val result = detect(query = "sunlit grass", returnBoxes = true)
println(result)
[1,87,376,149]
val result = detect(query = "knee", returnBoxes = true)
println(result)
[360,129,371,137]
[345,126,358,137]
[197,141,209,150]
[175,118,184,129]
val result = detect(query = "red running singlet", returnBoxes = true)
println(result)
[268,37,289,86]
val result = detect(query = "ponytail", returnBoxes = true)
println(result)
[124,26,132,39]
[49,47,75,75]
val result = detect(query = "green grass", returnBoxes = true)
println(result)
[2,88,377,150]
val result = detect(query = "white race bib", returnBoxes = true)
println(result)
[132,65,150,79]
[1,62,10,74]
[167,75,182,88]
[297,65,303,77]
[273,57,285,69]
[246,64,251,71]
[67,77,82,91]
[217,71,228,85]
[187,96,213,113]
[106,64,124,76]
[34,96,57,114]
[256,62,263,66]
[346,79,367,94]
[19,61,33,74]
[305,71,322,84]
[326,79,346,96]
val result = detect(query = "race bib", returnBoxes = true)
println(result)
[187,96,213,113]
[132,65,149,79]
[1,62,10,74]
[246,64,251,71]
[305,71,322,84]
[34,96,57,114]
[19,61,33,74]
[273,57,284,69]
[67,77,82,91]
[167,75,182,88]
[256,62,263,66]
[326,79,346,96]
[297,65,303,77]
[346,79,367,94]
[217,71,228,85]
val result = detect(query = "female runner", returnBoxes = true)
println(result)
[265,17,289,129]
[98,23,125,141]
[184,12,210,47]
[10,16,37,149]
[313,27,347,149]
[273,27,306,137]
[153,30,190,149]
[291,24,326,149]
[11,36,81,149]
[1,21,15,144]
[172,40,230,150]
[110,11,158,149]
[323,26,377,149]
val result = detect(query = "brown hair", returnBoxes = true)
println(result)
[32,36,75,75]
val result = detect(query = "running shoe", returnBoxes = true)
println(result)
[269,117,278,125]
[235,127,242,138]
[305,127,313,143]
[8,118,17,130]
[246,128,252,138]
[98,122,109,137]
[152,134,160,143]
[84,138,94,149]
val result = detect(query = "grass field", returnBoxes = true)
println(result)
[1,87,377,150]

Exercise goal =
Read through the entries, then copy every line where the string "grass" is found.

Exercise response =
val result = detect(query = "sunlit grass", returnBoxes = true)
val result = detect(query = "green grass", returnBoxes = true)
val result = detect(query = "grass field", returnBoxes = true)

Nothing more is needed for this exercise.